'''

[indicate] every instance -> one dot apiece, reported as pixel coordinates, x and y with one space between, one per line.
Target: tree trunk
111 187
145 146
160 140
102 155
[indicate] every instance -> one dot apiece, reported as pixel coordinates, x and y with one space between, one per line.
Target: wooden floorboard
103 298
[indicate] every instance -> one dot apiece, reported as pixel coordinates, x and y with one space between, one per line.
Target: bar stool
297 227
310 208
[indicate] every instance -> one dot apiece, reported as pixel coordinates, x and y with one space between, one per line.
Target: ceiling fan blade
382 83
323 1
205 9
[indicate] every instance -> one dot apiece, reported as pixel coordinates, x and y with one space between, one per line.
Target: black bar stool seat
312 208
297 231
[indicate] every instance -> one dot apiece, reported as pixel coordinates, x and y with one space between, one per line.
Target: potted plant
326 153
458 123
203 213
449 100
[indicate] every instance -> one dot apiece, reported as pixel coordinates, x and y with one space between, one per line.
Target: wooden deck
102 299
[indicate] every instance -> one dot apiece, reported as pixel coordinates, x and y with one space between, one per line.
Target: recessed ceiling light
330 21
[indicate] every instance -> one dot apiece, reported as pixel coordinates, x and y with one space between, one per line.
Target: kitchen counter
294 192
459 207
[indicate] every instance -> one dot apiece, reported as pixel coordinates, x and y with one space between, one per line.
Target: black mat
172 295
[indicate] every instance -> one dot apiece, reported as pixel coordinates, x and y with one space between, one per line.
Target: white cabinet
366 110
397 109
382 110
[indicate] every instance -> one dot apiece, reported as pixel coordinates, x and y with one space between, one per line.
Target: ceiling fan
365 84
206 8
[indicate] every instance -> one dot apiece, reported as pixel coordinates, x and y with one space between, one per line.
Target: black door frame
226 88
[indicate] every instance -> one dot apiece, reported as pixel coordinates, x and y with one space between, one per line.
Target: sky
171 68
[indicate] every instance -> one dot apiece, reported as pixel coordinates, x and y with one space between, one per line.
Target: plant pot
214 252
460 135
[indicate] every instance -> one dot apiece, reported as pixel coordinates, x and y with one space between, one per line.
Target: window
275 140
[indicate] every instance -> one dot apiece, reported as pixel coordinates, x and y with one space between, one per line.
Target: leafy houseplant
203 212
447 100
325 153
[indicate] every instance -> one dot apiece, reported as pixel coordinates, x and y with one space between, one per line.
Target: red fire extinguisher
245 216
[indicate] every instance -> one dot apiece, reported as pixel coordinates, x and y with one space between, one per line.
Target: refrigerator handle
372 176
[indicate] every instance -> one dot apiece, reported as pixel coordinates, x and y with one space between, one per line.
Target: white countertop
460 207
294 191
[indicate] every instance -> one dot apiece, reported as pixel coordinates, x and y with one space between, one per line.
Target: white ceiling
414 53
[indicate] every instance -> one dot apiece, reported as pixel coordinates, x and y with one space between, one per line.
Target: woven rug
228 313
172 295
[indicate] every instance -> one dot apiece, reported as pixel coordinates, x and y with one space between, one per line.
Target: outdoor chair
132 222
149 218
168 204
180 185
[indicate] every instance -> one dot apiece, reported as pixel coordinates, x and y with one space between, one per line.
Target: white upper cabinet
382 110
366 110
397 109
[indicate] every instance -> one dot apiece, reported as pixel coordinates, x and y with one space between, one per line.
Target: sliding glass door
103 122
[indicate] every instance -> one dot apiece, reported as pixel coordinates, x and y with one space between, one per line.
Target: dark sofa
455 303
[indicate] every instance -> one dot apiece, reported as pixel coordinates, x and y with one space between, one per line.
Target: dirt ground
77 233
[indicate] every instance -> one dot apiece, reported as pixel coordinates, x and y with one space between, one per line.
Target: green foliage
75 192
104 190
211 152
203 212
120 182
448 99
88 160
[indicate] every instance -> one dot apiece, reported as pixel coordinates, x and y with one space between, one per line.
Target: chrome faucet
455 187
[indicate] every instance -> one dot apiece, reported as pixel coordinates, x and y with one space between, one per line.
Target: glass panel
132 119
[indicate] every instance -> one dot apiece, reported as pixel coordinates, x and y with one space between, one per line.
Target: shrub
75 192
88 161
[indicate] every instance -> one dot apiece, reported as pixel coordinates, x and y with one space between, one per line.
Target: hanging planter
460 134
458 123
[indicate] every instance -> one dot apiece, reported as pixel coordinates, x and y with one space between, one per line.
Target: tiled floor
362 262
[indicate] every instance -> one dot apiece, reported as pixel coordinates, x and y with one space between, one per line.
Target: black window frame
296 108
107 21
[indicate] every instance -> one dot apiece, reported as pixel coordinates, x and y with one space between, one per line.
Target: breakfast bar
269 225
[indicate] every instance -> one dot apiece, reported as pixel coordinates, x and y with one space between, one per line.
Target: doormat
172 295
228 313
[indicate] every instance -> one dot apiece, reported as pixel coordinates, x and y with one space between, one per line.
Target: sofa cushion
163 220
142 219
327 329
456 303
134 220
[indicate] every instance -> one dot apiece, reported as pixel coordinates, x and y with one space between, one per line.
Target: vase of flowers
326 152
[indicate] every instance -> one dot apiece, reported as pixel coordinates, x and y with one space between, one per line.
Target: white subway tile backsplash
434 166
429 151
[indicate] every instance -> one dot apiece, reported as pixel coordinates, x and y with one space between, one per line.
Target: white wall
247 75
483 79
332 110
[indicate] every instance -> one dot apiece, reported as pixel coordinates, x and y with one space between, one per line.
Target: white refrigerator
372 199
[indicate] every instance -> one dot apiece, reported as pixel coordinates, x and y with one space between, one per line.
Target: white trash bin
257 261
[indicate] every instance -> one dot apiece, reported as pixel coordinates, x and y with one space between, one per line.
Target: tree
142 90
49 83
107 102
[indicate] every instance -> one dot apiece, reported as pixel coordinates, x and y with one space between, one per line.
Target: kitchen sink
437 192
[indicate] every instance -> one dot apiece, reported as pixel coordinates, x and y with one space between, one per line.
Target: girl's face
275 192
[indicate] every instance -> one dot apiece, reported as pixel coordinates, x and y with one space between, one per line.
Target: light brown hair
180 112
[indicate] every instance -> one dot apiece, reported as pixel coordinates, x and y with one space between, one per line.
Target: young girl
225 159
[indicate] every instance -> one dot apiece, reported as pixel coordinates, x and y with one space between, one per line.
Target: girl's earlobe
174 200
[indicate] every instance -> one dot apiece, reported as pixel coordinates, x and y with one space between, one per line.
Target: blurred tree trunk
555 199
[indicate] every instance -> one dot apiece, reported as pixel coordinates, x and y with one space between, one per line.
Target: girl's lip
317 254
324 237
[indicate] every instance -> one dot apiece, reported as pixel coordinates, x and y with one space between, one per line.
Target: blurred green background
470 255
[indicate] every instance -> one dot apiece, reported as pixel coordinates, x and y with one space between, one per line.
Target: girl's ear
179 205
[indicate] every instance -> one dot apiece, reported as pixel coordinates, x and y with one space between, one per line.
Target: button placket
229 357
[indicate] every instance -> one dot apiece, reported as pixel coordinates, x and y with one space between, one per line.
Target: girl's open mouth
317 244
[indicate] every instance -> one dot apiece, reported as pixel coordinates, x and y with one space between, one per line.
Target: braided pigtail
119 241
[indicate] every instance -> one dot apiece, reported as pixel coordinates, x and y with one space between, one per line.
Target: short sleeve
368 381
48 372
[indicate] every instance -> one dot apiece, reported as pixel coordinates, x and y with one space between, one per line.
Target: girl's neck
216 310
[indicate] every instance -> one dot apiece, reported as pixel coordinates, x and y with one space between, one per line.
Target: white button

'''

§ Your objective
Nothing in the entries may be left out; each line is to be output exactly.

§ Written solution
[indicate] every instance -> one dot apiece, reported as pixel coordinates, x and y with one space between, one per line.
Target: tree trunk
111 187
145 146
160 140
102 155
[indicate] every instance -> one dot apiece, reported as pixel coordinates, x and y with one space between, one per line.
Target: wooden floorboard
103 298
[indicate] every instance -> one dot apiece, reported as pixel coordinates, x and y with one space between, one per line.
Target: bar stool
297 227
310 208
[indicate] every instance -> one dot apiece, reported as pixel coordinates, x and y with one space between, one per line.
Target: ceiling fan blade
382 83
323 1
205 9
[indicate] every instance -> one dot apiece, reported as pixel coordinates, x and y with one space between, one per line.
Target: black bar stool seat
312 208
297 231
[indicate] every instance -> one dot apiece, reported as pixel coordinates, x and y with one space between, one per line.
Target: potted plant
326 153
458 123
203 213
449 100
[indicate] every instance -> one dot apiece, reported as pixel coordinates, x and y with one space between, one per line.
Target: wooden deck
102 299
[indicate] every instance -> one dot apiece, reported as pixel coordinates, x and y with one space between, one per line.
Target: recessed ceiling light
330 21
[indicate] every instance -> one dot apiece, reported as pixel coordinates, x and y with one space between, one per line.
Target: kitchen counter
294 192
459 207
[indicate] every instance -> one dot apiece, reported as pixel coordinates, x and y with one space between, one per line.
Target: black mat
172 295
[indicate] every instance -> one dot apiece, reported as pixel coordinates, x and y with one space between, one per line.
Target: white cabinet
366 110
397 109
382 110
[indicate] every instance -> one dot apiece, reported as pixel coordinates, x and y with one space between, one per line.
Target: ceiling fan
365 84
206 8
[indicate] every instance -> one dot apiece, reported as pixel coordinates, x and y with one space between, one per line.
Target: black door frame
226 88
[indicate] every instance -> one dot apiece, reported as pixel coordinates, x and y with one space between, one per line.
Target: sky
171 68
[indicate] every instance -> one dot apiece, reported as pixel coordinates, x and y with one space between, one per line.
Target: plant pot
214 252
460 135
[indicate] every instance -> one dot apiece, reported as pixel coordinates, x and y with one space between, one per line.
Target: window
275 140
[indicate] every instance -> one dot apiece, reported as pixel coordinates, x and y with one space between, one per line.
Target: leafy houseplant
203 212
447 100
325 153
[indicate] every instance -> one dot apiece, reported as pixel coordinates, x and y with one space between, one per line.
Target: red fire extinguisher
245 216
[indicate] every instance -> one dot apiece, reported as pixel coordinates, x and y with one space between, one per line.
Target: refrigerator handle
372 176
[indicate] every instance -> one dot apiece, reported as pixel coordinates, x and y with one space between, one per line.
Target: white countertop
460 207
294 191
[indicate] every instance -> one dot apiece, reported as pixel coordinates, x and y with one space between, one per line.
Target: white ceiling
414 53
[indicate] every instance -> one dot apiece, reported as pixel coordinates, x and y with one space between, one per line.
Target: woven rug
228 313
172 295
[indicate] every instance -> one dot apiece, reported as pixel coordinates, x and y with one space between, one per line.
Target: outdoor chair
132 222
149 218
168 204
180 185
[indicate] every instance -> one dot apiece, reported as pixel coordinates, x and y with one space between, one per line.
Target: white upper cabinet
382 110
366 110
397 109
[indicate] every instance -> one dot apiece, reported as pixel coordinates, x and y with one space between, one per line.
Target: sliding glass door
103 122
[indicate] every instance -> one dot apiece, reported as pixel coordinates, x and y with one space between, one per line.
Target: dark sofa
455 303
[indicate] every instance -> one dot apiece, reported as pixel coordinates, x and y with one space between, one per line.
Target: dirt ground
77 233
[indicate] every instance -> one dot apiece, reported as pixel coordinates, x and y with one space between, one per line.
Target: green foliage
75 192
104 190
211 152
203 212
120 182
448 99
88 160
[indicate] every instance -> one dot apiece, reported as pixel coordinates, x and y with one space between, one per line.
Target: chrome faucet
455 187
[indicate] every instance -> one dot apiece, reported as pixel coordinates, x and y with one space between, one per line.
Target: glass panel
132 119
[indicate] every instance -> one dot apiece, reported as pixel coordinates, x and y with one space between, one per line.
Target: shrub
75 192
88 161
[indicate] every instance -> one dot apiece, reported as pixel coordinates, x and y with one space between, one per line.
Target: hanging planter
460 134
458 123
[indicate] every instance -> one dot apiece, reported as pixel coordinates, x and y with one space between, one per line.
Target: tiled floor
362 262
[indicate] every instance -> one dot apiece, reported as pixel coordinates, x and y with one space between, one per line.
Target: black window frame
296 108
107 21
[indicate] every instance -> one dot apiece, reported as pixel coordinates, x and y with one space between, one per line.
Target: breakfast bar
269 225
[indicate] every instance -> one dot apiece, reported as pixel coordinates, x and y with one space between, one per line.
Target: doormat
172 295
228 313
[indicate] every instance -> one dot apiece, reported as pixel coordinates, x and y with one space between, one per line.
Target: sofa cushion
163 220
142 219
327 329
456 303
134 220
[indicate] every instance -> one dot apiece, reported as pixel coordinates, x and y with one space between, one per line.
Target: vase of flowers
326 152
[indicate] every instance -> one dot apiece, reported as pixel coordinates, x and y with one space between, one per line.
Target: white subway tile backsplash
434 166
429 151
[indicate] every instance -> one dot apiece, reported as pixel coordinates, x and y with one space between, one per line.
Target: white wall
247 75
483 79
332 110
[indicate] every instance -> one dot apiece, reported as pixel coordinates, x and y with one space between, one per line.
Target: white refrigerator
372 199
[indicate] every instance -> one dot apiece, reported as pixel coordinates, x and y with one space between, one per line.
Target: white trash bin
257 261
[indicate] every instance -> one dot apiece, reported as pixel coordinates, x and y with one space between, one per line.
Target: tree
142 90
49 83
107 102
[indicate] every instance -> one dot apiece, reported as pixel coordinates, x and y with one space between, one per line.
Target: kitchen sink
437 192
[indicate] every instance -> one dot apiece, reported as pixel coordinates, x and y with one space between, one per line.
Target: girl's face
275 192
[indicate] every instance -> one dot apiece, reported as pixel coordinates, x and y with one space between, one per line.
Target: light brown hair
180 112
[indicate] every instance -> one dot apiece, reported as pixel coordinates, x and y with one space between, one per line.
Target: young girl
225 159
[indicate] every instance -> one dot apiece, reported as pixel coordinates, x and y with one space between, one per line.
Target: girl's earlobe
174 200
[indicate] every instance -> one dot apiece, reported as pixel coordinates, x and y with one space between, one per line.
Target: blurred tree trunk
555 199
[indicate] every instance -> one dot apiece, reported as pixel coordinates, x and y with one space between, one per line.
Target: girl's lip
317 254
324 237
[indicate] every instance -> one dot apiece, reported as pixel coordinates, x and y with one space between, one per line.
Target: blurred green background
470 255
[indicate] every instance -> one dot apiece, reported as pixel coordinates, x and y with one space between, one per line.
Target: girl's ear
179 205
[indicate] every instance -> one dot apiece, reported as pixel coordinates, x and y with one space between, one per line.
Target: button placket
229 357
[indicate] every instance -> one dot apiece, reported as pixel coordinates, x and y with one space between, one per line.
Target: girl's open mouth
317 244
[indicate] every instance -> one dot apiece, reported as pixel coordinates, x and y with one space between, one per line.
Target: braided pigtail
119 241
[indicate] every instance -> one dot apiece, reported as pixel coordinates, x and y with one space between, one per line.
Target: short sleeve
368 381
48 372
[indicate] every instance -> one dot apiece, reported as pixel coordinates, x and y with one space between, one per line.
Target: girl's neck
216 310
[indicate] every instance -> one dot apiece, reported as pixel coordinates, x and y with one space between, one per line.
Target: white button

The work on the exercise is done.